>> start TEXT EXTRACT

NEPTUNE: The Allied Invasion of Europe and the D-Day Landings

NEPTUNE                                CRAIG L. SYMONDS

Seventy years ago, more than six thousand Allied ships carried more than a million soldiers across the English Channel to a fifty-mile-wide strip of the Normandy coast in German-occupied France. It was the greatest sea-borne assault in human history. The code names given to the beaches where the ships landed the soldiers have become immortal: Gold, Juno, Sword, Utah, and especially Omaha, the scene of almost unimaginable human tragedy. The sea of crosses in the cemetery sitting today atop a bluff overlooking the beaches recalls to us its cost.

>> end TEXT EXTRACT

BRIEF 1 -
Repeat word for word the part of the D-Day passage starting with "Seventy years ago, more" and going on through "us its cost.".
BRIEF 2 -
In the D-Day passage, how wide was the strip of Normandy coast where the Allied ships landed the soldiers?

>> start DATA SEGMENT

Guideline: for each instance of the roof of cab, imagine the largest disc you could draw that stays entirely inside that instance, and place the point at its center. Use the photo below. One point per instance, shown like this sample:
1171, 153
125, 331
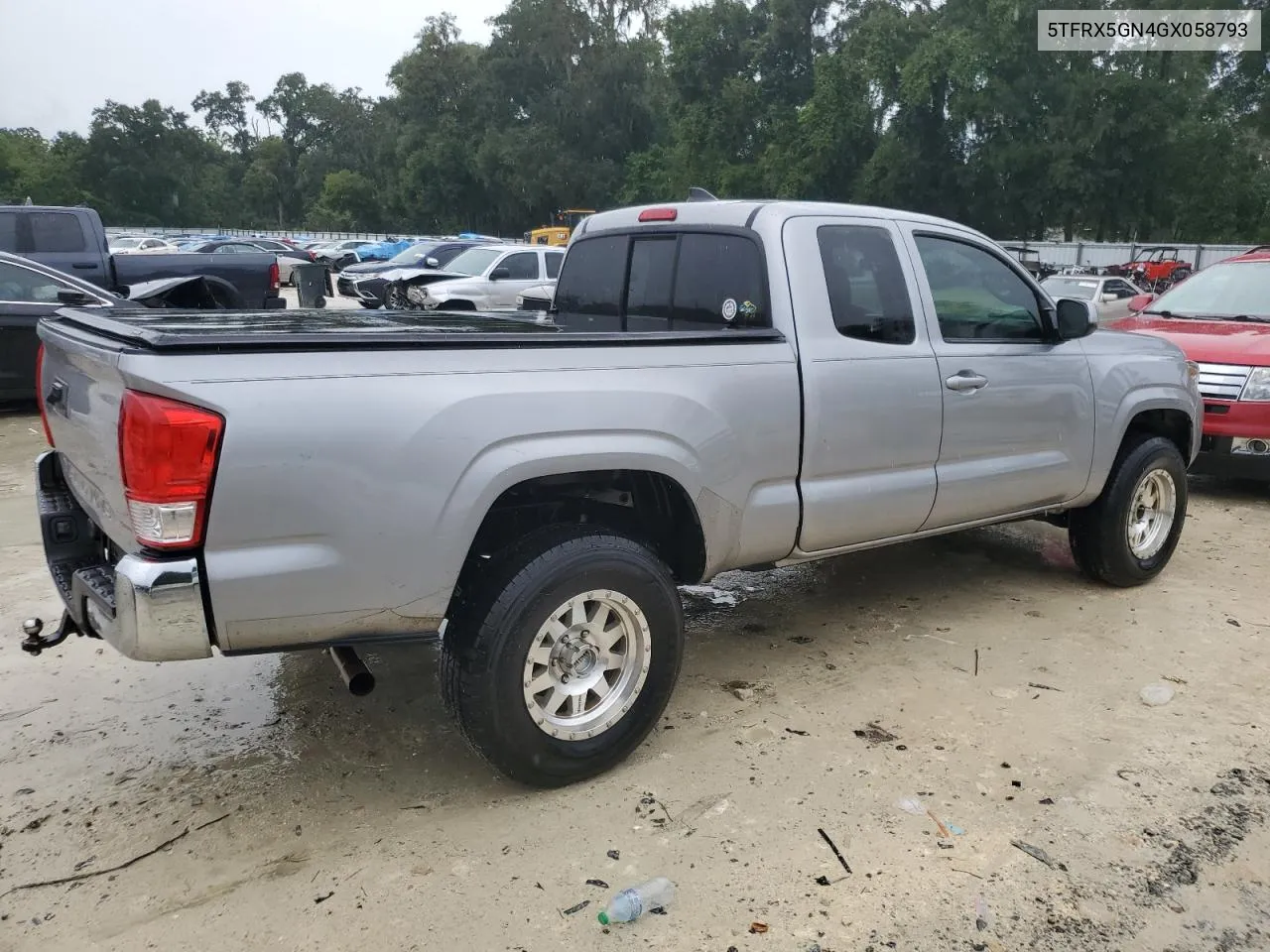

>> end DATA SEGMENT

WRITTEN REPLY 1 -
Seventy years ago, more than six thousand Allied ships carried more than a million soldiers across the English Channel to a fifty-mile-wide strip of the Normandy coast in German-occupied France. It was the greatest sea-borne assault in human history. The code names given to the beaches where the ships landed the soldiers have become immortal: Gold, Juno, Sword, Utah, and especially Omaha, the scene of almost unimaginable human tragedy. The sea of crosses in the cemetery sitting today atop a bluff overlooking the beaches recalls to us its cost.

WRITTEN REPLY 2 -
Fifty miles wide.